# RECORD SET start
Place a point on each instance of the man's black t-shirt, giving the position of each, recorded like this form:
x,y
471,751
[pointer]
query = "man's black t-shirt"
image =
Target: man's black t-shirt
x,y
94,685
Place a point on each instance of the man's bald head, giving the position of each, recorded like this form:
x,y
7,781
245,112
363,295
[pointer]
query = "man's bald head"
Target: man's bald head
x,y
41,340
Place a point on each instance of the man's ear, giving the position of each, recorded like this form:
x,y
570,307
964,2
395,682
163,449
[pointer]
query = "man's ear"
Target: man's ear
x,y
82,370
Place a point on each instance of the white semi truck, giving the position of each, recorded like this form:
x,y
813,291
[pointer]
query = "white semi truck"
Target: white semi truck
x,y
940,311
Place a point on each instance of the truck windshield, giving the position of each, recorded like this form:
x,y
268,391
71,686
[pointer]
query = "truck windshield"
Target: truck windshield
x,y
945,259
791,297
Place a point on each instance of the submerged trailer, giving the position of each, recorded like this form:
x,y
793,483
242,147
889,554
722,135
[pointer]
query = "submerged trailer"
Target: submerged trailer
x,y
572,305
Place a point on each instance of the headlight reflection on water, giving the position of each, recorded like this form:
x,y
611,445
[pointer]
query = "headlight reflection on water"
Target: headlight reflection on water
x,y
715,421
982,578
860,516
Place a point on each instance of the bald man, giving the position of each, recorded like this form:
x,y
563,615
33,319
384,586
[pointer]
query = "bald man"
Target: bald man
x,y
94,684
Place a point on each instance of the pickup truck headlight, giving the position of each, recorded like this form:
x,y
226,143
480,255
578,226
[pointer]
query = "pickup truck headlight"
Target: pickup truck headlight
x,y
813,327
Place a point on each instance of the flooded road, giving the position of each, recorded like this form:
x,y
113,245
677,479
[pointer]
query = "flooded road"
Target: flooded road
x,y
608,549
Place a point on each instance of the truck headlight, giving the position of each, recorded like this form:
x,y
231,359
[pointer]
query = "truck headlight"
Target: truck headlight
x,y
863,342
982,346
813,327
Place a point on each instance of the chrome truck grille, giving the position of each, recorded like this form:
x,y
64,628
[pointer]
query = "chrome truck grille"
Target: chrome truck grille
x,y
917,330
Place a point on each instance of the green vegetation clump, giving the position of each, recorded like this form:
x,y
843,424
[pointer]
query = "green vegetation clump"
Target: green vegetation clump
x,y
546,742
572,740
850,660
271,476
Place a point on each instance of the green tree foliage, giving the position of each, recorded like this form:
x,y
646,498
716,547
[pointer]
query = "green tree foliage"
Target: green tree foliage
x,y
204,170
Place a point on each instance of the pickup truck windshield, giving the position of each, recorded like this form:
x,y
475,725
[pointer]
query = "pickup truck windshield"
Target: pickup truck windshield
# RECORD SET end
TASK DIRECTIONS | Exactly reproduce every line of the records.

FINAL RESULT |
Place a point on each instance of the man's black t-shirt, giving the position of each, recorded like this form:
x,y
471,751
[pointer]
query = "man's black t-shirt"
image =
Target: man's black t-shirt
x,y
94,685
Place a point on each instance of the man's bald head, giving the position of each, recorded like this form:
x,y
7,781
245,112
363,295
[pointer]
query = "man's bald head"
Target: man's bald head
x,y
41,340
Place a point on each instance of the man's ear, giving the position of each, recorded like this form:
x,y
570,307
964,2
395,682
163,449
[pointer]
query = "man's ear"
Target: man's ear
x,y
82,370
Place a point on each instance of the white semi truck, giving the position of each, recorded like this form:
x,y
813,291
[pointer]
query = "white semi truck"
Target: white semi truck
x,y
940,311
Place a point on each instance of the truck windshield, giving the position of each, recorded like this form:
x,y
268,391
71,686
[pointer]
query = "truck windshield"
Target: truck windshield
x,y
945,259
791,297
Place a point on each instance of the submerged trailer, giving the position of each, recorded like this form:
x,y
793,483
242,147
889,554
722,135
[pointer]
query = "submerged trailer"
Target: submerged trailer
x,y
572,305
Place a point on each instance of the headlight reflection on water, giving the position of each, recorded like this form:
x,y
611,445
[pointer]
query = "headlight reflection on water"
Target: headlight reflection on water
x,y
715,421
982,578
860,516
Place a point on each instance of the bald man, giving the position of each, recorded like this form:
x,y
563,615
33,319
384,586
[pointer]
query = "bald man"
Target: bald man
x,y
94,684
Place a point on each instance of the pickup truck headlight, giving the position of each, recorded like this form:
x,y
226,143
480,255
578,226
[pointer]
query = "pickup truck headlight"
Target: pickup truck headlight
x,y
813,327
Place a point on each instance of the flooded road, giving the position of each, recorded like this form:
x,y
113,245
677,479
[pointer]
query = "flooded road"
Target: flooded road
x,y
608,549
Place a point on each instance of the truck headlight, giving the position of each, recorded like this form:
x,y
231,359
[pointer]
query = "truck headlight"
Target: truck headlight
x,y
863,342
982,346
813,327
Place a point on each instance of the chrome truck grille, giving the position of each, recorded like this form:
x,y
64,628
[pointer]
query = "chrome truck grille"
Target: chrome truck grille
x,y
917,330
Place a point on each instance of the green vegetation clump, giving the position of each, recorded like this form:
x,y
843,424
[pointer]
query = "green vegetation clump"
Target: green vegetation clump
x,y
546,742
572,740
850,660
271,476
Place a point on each instance of the green tree foliage, giving the position of each, recorded like this form:
x,y
646,498
716,547
[pointer]
query = "green tree foliage"
Target: green tree foliage
x,y
204,170
Place a point on each instance of the pickup truck windshield, giving the position of each, recorded like this form:
x,y
475,725
[pointer]
query = "pickup truck windshield"
Target: pickup truck windshield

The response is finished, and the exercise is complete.